• _WORUM ES GEHT_
Bring alle Zeilen der folgenden Daten in eine nummerierte Liste und lass die Leerzeilen weg. Die Bilder gehören nicht in die Antwort.

[Einträge des Annotationsdatensatzes]
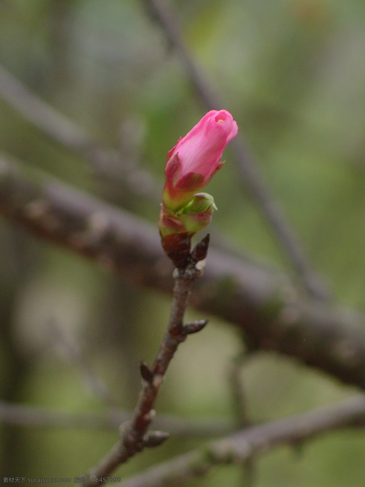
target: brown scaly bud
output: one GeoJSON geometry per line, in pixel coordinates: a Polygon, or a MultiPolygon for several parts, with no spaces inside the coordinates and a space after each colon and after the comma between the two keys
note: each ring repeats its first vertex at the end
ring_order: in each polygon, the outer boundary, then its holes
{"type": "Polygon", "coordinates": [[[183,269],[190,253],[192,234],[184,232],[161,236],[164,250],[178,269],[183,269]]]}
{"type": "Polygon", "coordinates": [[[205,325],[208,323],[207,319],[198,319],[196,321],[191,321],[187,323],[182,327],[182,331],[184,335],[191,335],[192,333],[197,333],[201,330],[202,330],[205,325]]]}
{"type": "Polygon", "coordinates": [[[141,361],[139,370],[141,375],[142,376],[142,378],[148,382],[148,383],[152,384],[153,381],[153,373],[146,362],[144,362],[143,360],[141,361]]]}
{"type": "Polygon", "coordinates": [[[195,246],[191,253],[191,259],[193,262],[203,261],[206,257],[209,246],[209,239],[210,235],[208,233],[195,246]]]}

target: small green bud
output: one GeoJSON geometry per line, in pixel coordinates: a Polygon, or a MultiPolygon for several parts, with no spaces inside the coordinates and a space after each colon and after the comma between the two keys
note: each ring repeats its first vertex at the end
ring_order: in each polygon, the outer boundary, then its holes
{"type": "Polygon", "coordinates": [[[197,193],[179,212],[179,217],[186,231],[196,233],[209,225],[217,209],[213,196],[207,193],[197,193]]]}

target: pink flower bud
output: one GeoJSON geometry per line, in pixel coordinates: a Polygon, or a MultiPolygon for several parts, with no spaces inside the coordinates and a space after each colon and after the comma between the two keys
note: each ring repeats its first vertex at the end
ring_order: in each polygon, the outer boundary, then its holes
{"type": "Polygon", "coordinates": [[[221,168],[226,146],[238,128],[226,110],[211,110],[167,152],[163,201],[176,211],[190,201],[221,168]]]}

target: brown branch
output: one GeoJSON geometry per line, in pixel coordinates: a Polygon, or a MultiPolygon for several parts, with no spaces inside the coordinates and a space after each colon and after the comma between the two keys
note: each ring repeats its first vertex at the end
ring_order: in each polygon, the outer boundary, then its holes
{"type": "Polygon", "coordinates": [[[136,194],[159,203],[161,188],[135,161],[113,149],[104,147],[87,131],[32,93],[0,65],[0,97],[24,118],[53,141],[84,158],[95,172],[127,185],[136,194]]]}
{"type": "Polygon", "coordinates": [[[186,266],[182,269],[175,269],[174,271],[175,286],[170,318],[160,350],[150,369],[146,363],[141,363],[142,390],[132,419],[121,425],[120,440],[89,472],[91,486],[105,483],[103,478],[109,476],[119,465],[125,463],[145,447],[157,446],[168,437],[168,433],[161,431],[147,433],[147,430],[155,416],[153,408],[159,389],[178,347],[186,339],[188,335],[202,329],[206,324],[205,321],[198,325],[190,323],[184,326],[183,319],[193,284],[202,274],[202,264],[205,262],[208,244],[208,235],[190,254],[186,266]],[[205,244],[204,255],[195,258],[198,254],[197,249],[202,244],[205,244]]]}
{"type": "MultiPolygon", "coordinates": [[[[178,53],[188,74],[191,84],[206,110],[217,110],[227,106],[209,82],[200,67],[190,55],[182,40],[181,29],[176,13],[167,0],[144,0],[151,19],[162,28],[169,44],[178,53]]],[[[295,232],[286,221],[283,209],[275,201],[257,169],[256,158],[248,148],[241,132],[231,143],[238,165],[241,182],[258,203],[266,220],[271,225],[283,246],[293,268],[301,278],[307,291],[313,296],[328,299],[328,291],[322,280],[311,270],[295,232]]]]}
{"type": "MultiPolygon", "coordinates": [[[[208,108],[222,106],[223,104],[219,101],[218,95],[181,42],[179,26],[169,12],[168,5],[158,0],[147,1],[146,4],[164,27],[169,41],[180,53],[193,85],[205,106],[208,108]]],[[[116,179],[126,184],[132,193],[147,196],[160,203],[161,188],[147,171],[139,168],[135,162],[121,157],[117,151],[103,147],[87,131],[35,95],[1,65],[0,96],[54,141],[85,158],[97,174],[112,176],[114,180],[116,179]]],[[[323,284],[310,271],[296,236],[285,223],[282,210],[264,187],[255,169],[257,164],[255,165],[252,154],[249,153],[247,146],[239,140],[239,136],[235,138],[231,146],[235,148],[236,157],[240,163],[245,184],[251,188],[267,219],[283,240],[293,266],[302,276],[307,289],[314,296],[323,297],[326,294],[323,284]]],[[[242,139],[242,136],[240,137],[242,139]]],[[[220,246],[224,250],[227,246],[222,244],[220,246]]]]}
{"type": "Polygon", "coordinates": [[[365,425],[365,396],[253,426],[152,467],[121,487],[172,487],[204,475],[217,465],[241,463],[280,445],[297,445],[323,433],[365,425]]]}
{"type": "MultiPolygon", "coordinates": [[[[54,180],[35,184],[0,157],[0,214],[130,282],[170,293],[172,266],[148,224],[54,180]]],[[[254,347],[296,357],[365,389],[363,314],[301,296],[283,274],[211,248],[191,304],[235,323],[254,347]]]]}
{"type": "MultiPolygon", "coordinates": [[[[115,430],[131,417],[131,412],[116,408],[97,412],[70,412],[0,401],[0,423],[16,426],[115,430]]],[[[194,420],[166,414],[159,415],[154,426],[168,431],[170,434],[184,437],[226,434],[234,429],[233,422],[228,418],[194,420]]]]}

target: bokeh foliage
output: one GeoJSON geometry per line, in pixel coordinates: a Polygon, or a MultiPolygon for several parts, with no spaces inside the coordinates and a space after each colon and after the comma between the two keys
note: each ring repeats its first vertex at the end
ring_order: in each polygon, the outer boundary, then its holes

• _ANTWORT UNTEN_
1. target: brown scaly bud
2. output: one GeoJSON geometry per line, in pixel coordinates: a Polygon, or a MultiPolygon for several parts, with no spaces inside the coordinates and a space after each colon and after the comma between the two keys
3. note: each ring repeats its first vertex at the end
4. ring_order: in each polygon, the outer boundary, then its holes
5. {"type": "Polygon", "coordinates": [[[183,269],[190,253],[192,234],[184,232],[161,236],[164,250],[178,269],[183,269]]]}
6. {"type": "Polygon", "coordinates": [[[205,325],[208,323],[207,319],[198,319],[196,321],[191,321],[187,323],[182,327],[182,331],[184,335],[191,335],[192,333],[197,333],[201,330],[202,330],[205,325]]]}
7. {"type": "Polygon", "coordinates": [[[141,361],[139,370],[141,375],[142,376],[142,378],[148,382],[148,383],[152,384],[153,381],[153,373],[146,362],[144,362],[143,360],[141,361]]]}
8. {"type": "Polygon", "coordinates": [[[195,246],[191,253],[191,259],[193,262],[203,261],[206,257],[209,246],[209,239],[210,235],[208,233],[195,246]]]}
9. target: small green bud
10. output: one GeoJSON geometry per line, in pixel coordinates: a Polygon, or a MultiPolygon for several parts, with no spaces inside the coordinates and a space after each colon and after the comma between the two keys
11. note: each ring repeats its first vertex at the end
12. ring_order: in each polygon, the outer boundary, then its holes
13. {"type": "Polygon", "coordinates": [[[197,193],[179,212],[179,217],[186,231],[196,233],[209,225],[217,209],[213,196],[207,193],[197,193]]]}
14. target: pink flower bud
15. output: one GeoJSON geometry per line, in pixel coordinates: a Polygon, or a MultiPolygon for several parts, with no spaces inside the coordinates and a space after each colon and after the comma between the two keys
16. note: each ring repeats its first vertex at the end
17. ring_order: in each polygon, the outer boundary, then its holes
18. {"type": "Polygon", "coordinates": [[[221,168],[226,146],[238,128],[226,110],[211,110],[167,152],[163,201],[176,211],[190,201],[221,168]]]}
19. target: brown branch
20. output: one GeoJSON geometry per line, in pixel coordinates: a Polygon, or a MultiPolygon for several parts, with no spaces inside the coordinates and a space after each colon and after the comma between the two keys
21. note: each ring repeats its first vertex at the end
22. ring_order: in each polygon, the outer boundary, then its holes
23. {"type": "Polygon", "coordinates": [[[136,194],[159,203],[161,188],[135,161],[113,149],[104,147],[87,131],[32,93],[0,65],[0,97],[24,118],[53,141],[84,158],[95,172],[127,185],[136,194]]]}
24. {"type": "Polygon", "coordinates": [[[186,266],[182,269],[175,269],[174,271],[175,286],[170,318],[160,350],[150,369],[146,363],[141,363],[142,390],[132,419],[121,425],[120,440],[89,472],[91,486],[105,483],[103,478],[109,476],[119,465],[125,463],[145,447],[157,446],[168,437],[168,433],[161,431],[147,433],[147,430],[155,416],[153,408],[159,389],[178,347],[186,339],[188,335],[202,329],[206,324],[205,321],[198,325],[190,323],[184,326],[183,319],[193,284],[202,274],[202,264],[205,262],[208,244],[208,235],[190,254],[186,266]],[[205,244],[204,255],[195,258],[198,254],[197,249],[202,244],[205,244]]]}
25. {"type": "MultiPolygon", "coordinates": [[[[178,53],[188,74],[191,84],[206,110],[217,110],[227,106],[209,82],[200,67],[190,55],[182,40],[181,29],[176,13],[167,0],[144,0],[151,19],[162,28],[169,44],[178,53]]],[[[295,232],[286,221],[283,209],[275,201],[257,169],[256,158],[248,148],[241,132],[231,143],[238,165],[241,182],[258,203],[266,220],[271,225],[283,246],[293,268],[301,278],[307,291],[313,296],[328,299],[328,291],[322,280],[311,270],[295,232]]]]}
26. {"type": "MultiPolygon", "coordinates": [[[[208,108],[222,106],[223,104],[219,101],[218,95],[181,42],[179,26],[169,12],[168,5],[158,0],[147,1],[146,4],[164,27],[169,41],[180,53],[193,85],[205,106],[208,108]]],[[[116,179],[126,184],[132,193],[147,196],[160,203],[161,188],[147,171],[139,168],[135,162],[121,157],[117,151],[103,147],[87,131],[35,95],[1,65],[0,96],[54,141],[85,158],[97,174],[112,176],[114,180],[116,179]]],[[[323,284],[310,271],[296,236],[285,223],[282,210],[264,187],[255,169],[257,164],[255,165],[252,154],[249,153],[247,146],[239,140],[239,136],[235,138],[231,146],[235,148],[236,157],[240,163],[245,184],[251,188],[267,219],[283,240],[293,266],[302,276],[307,289],[314,296],[323,297],[326,294],[323,284]]],[[[242,139],[242,136],[240,137],[242,139]]],[[[220,246],[224,250],[227,246],[222,244],[220,246]]]]}
27. {"type": "Polygon", "coordinates": [[[365,425],[365,396],[253,426],[152,467],[121,487],[172,487],[204,475],[217,465],[241,463],[280,445],[297,445],[323,433],[365,425]]]}
28. {"type": "MultiPolygon", "coordinates": [[[[54,180],[35,184],[0,157],[0,214],[130,282],[170,293],[172,266],[148,224],[54,180]]],[[[254,347],[296,357],[365,389],[363,314],[301,296],[283,274],[211,248],[191,304],[235,323],[254,347]]]]}
29. {"type": "MultiPolygon", "coordinates": [[[[115,430],[131,417],[131,412],[116,408],[97,412],[70,412],[0,401],[0,423],[16,426],[115,430]]],[[[194,420],[166,414],[159,415],[154,426],[168,431],[170,434],[184,437],[226,434],[234,429],[233,422],[228,418],[194,420]]]]}
30. target: bokeh foliage
31. output: one GeoJSON geometry per line, in pixel coordinates: a Polygon, or a MultiPolygon for several parts, with no spaces inside the coordinates and a space after each colon and after the comma between the two keys
32. note: each ring repeats its first vertex at the end
33. ring_order: in each polygon, the outer boundary, then its holes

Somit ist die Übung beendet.